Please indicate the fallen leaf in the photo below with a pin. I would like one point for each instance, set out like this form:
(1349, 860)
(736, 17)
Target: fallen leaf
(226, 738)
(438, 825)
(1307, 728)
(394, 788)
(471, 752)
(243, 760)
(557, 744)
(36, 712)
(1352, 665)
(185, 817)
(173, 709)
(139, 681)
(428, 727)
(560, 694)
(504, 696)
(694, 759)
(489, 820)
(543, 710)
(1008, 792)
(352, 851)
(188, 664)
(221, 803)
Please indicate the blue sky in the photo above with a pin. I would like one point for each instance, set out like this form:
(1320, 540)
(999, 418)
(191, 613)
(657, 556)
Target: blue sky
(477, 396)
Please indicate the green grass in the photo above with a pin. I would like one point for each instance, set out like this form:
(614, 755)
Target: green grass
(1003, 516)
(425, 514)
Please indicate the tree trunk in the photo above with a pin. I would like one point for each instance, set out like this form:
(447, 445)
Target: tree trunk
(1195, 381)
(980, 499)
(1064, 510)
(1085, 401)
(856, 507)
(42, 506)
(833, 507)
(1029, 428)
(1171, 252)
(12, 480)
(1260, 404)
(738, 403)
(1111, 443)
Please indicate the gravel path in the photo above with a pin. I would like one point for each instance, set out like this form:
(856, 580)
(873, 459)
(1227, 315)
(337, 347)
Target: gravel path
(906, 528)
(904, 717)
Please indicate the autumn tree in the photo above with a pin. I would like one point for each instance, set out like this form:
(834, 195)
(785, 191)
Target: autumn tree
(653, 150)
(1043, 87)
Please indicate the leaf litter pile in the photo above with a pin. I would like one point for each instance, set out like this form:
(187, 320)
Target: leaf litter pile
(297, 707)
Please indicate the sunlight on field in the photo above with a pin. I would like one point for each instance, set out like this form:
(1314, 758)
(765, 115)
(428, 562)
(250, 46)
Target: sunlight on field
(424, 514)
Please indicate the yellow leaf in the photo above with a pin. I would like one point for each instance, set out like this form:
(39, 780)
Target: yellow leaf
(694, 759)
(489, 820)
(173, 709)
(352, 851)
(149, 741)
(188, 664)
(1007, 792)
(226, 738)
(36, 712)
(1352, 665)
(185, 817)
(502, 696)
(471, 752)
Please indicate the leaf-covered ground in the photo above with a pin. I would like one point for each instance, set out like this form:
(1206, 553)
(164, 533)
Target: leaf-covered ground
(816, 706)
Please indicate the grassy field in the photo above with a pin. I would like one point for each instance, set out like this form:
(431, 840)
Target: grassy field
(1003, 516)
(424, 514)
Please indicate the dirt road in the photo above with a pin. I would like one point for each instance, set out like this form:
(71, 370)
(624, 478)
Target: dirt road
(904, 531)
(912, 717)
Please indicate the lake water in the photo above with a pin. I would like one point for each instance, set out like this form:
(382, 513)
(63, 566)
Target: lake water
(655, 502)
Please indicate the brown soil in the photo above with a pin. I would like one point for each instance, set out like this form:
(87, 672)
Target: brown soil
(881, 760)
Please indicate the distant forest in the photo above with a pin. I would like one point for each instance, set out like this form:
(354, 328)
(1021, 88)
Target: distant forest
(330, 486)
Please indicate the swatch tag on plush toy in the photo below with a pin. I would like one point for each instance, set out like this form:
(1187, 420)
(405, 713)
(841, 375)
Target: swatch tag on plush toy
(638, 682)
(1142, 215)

- _EXERCISE AIM_
Each line of the material should be echoed exactly.

- _WRITTEN ANSWER_
Please indicate the fallen leaf in the photo below with a pin. I would like one point for each instance, set out like this form:
(1349, 860)
(736, 17)
Target: fallen leaf
(226, 738)
(438, 825)
(1307, 728)
(394, 788)
(471, 752)
(243, 760)
(557, 744)
(36, 712)
(1352, 665)
(185, 817)
(173, 709)
(139, 681)
(428, 727)
(560, 694)
(504, 696)
(694, 759)
(489, 820)
(543, 710)
(1008, 792)
(352, 851)
(188, 664)
(221, 803)
Please indicate the blue sky in the photo above with a pin. I would like one point for each instance, set out like this form:
(1320, 540)
(999, 418)
(191, 613)
(657, 556)
Target: blue sky
(477, 396)
Please indicate the green grass in the photo above with a pin. I would like one point for each instance, set out like this form:
(614, 755)
Target: green grass
(1003, 516)
(425, 514)
Please indicate the tree trunk in the photo above with a pin. I would like one point for each instance, set out like this form:
(447, 445)
Target: tree trunk
(1195, 381)
(980, 499)
(1064, 510)
(1085, 401)
(856, 507)
(42, 506)
(833, 507)
(1029, 428)
(1171, 252)
(12, 480)
(1260, 404)
(738, 403)
(1111, 443)
Please indicate the gravel path in the photo above with a pin. I would like one point for each instance, set out like this form:
(856, 580)
(873, 459)
(1227, 315)
(337, 347)
Target: gravel path
(906, 528)
(904, 717)
Please indicate the autumn tree in the photo above with a pin. I would like one point for each instance, set out like this form:
(834, 195)
(785, 191)
Target: autumn tree
(653, 150)
(1043, 87)
Please indicate the leaf litter pile in the photo above with a pin. I would like one point for each instance, set out like this form:
(187, 320)
Target: leaf litter pile
(297, 707)
Please indicate the sunlight on field in the photo above with a pin. I would like one point for each instance, set out like this form:
(1314, 758)
(765, 115)
(428, 562)
(250, 46)
Target: sunlight on field
(424, 514)
Please indicate the yellow leaf in the photo above with a pin. I would like one point for each instance, set out like this form:
(39, 780)
Target: yellow leaf
(694, 759)
(489, 820)
(173, 709)
(352, 851)
(149, 741)
(188, 664)
(1007, 792)
(226, 738)
(36, 712)
(1352, 665)
(185, 817)
(502, 696)
(471, 752)
Please indicate the leaf-covered ground in the photo above with a pin. I would like one point for each instance, set out like this form:
(1206, 553)
(164, 533)
Target: leaf-covered ground
(816, 706)
Please indicate the grassy field in the photo above with a pin. I would like one point for each instance, set out like this form:
(431, 840)
Target: grassy field
(1003, 516)
(424, 514)
Please indicate the dirt road in the photo above with a pin. I would like one point for each instance, set out like this form:
(71, 370)
(624, 478)
Target: dirt road
(904, 531)
(912, 717)
Please indicate the lake water in the photo above with a pin. I would like one point for each instance, set out like this form:
(382, 513)
(63, 566)
Target: lake water
(655, 502)
Please indicate the brown soil in the photo above with a pin. I would like one point for each instance, set out like this form:
(87, 672)
Target: brown soil
(881, 760)
Please indicate the distant forest in the photo above with a pin. I would like one point for each instance, set out like this form:
(354, 328)
(1021, 88)
Target: distant forest
(330, 486)
Please indicate the swatch tag on plush toy in the photo below with a pin. I would like one point for each instance, set out like this form:
(1187, 420)
(405, 713)
(841, 375)
Target: swatch tag on plush toy
(638, 682)
(1142, 215)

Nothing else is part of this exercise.